*** Begin section ***

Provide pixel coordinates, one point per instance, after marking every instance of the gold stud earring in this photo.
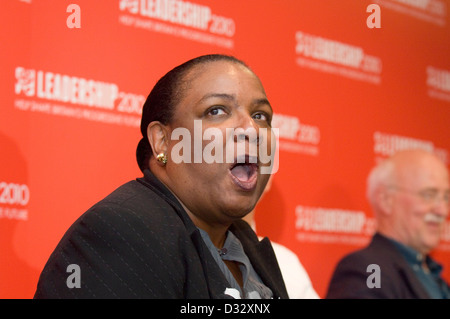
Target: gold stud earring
(162, 157)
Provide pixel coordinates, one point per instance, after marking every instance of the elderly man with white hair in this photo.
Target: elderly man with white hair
(409, 195)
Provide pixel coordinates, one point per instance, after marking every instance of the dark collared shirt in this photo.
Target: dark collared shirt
(427, 270)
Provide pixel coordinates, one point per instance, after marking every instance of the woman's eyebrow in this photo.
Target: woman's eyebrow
(224, 96)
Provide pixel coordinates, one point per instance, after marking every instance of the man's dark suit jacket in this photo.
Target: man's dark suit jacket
(139, 242)
(397, 280)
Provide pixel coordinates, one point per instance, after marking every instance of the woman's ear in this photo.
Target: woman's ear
(158, 137)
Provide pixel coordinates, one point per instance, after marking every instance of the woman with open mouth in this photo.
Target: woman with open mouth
(177, 231)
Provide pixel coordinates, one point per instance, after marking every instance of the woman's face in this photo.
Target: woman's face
(220, 98)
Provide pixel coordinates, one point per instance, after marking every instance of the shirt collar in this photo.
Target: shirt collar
(413, 257)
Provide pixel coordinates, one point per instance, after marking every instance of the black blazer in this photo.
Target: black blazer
(397, 279)
(139, 242)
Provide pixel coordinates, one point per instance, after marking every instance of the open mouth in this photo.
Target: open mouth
(244, 172)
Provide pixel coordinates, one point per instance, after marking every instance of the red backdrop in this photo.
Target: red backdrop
(345, 95)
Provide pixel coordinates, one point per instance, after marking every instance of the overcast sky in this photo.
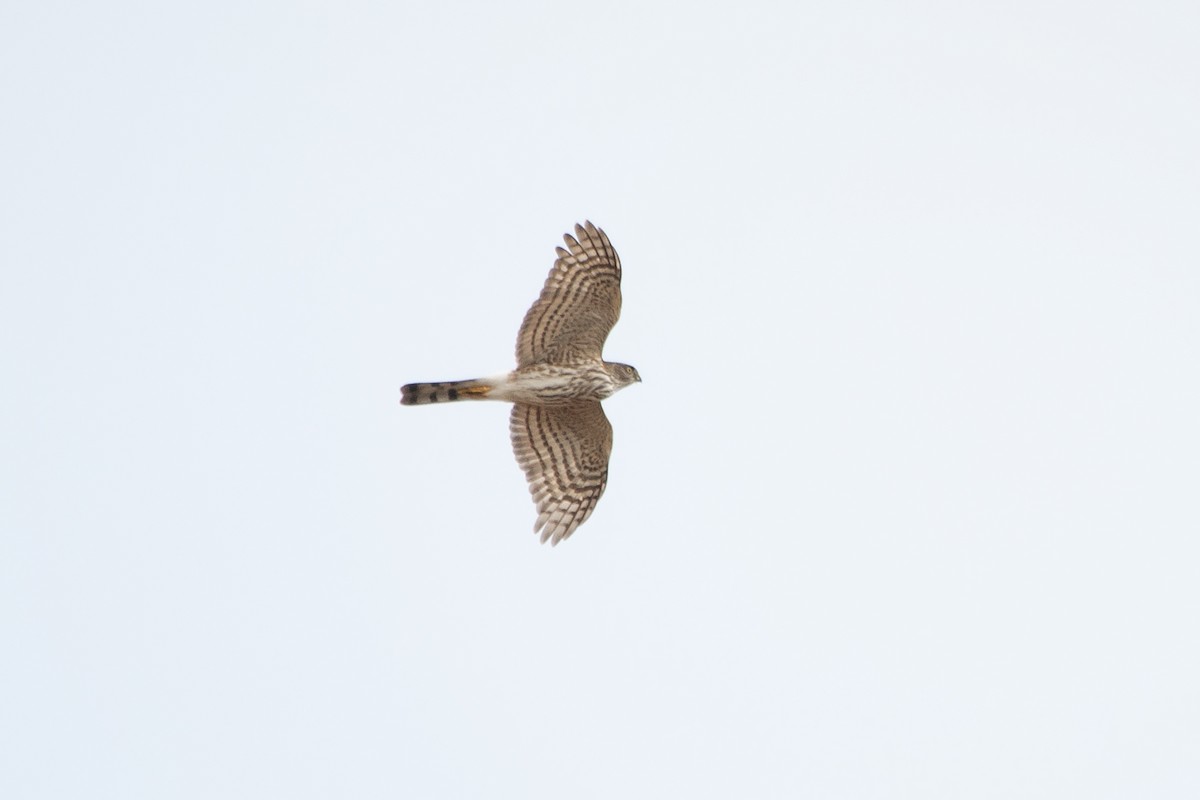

*** End section ***

ASSIGNMENT
From the listing, extract all text exactly as given and drop any picture.

SOLUTION
Provide pixel coordinates, one point per instance, after marking every instance of the gold stud earring in this photo.
Target: gold stud earring
(162, 157)
Provide pixel coordinates, one point per instance, after marking every instance of the elderly man with white hair in this photo.
Target: elderly man with white hair
(409, 195)
Provide pixel coordinates, one point per instance, after marking every instance of the dark collared shirt in this photo.
Target: dark collared shirt
(427, 270)
Provide pixel coordinates, one point per instance, after marking every instance of the woman's eyebrow in this photo.
Target: woman's eyebrow
(224, 96)
Provide pixel coordinates, one point per instance, after marking every instance of the man's dark suit jacket in this photo.
Target: man's dark suit jacket
(139, 242)
(397, 280)
Provide pixel coordinates, one point per instance, after marking every instance of the woman's ear in this photo.
Target: woman's ear
(158, 137)
Provide pixel coordinates, one point per instance, after marking every instance of the woman with open mouth in this photo.
Target: woman with open mouth
(177, 231)
Provide pixel coordinates, one point per instance, after marking every instance of the woman's face in this photo.
Target: woman's face
(220, 98)
Provide pixel coordinates, one point per instance, after marking every instance of the shirt collar in this photo.
Target: shirt collar
(413, 257)
Provide pixel coordinates, one point per instance, after marking every instance of the black blazer in this photo.
Target: black blazer
(397, 279)
(139, 242)
Provide pixel coordinates, one point per instance, after marking every instance of the open mouth in this photo.
Target: open mouth
(244, 172)
Provide pixel coordinates, one point per instance, after marking every instance of the red backdrop in this photo.
Target: red backdrop
(345, 95)
Provide pixel coordinates, one point per instance, after marking every instance of the overcast sky in this photo.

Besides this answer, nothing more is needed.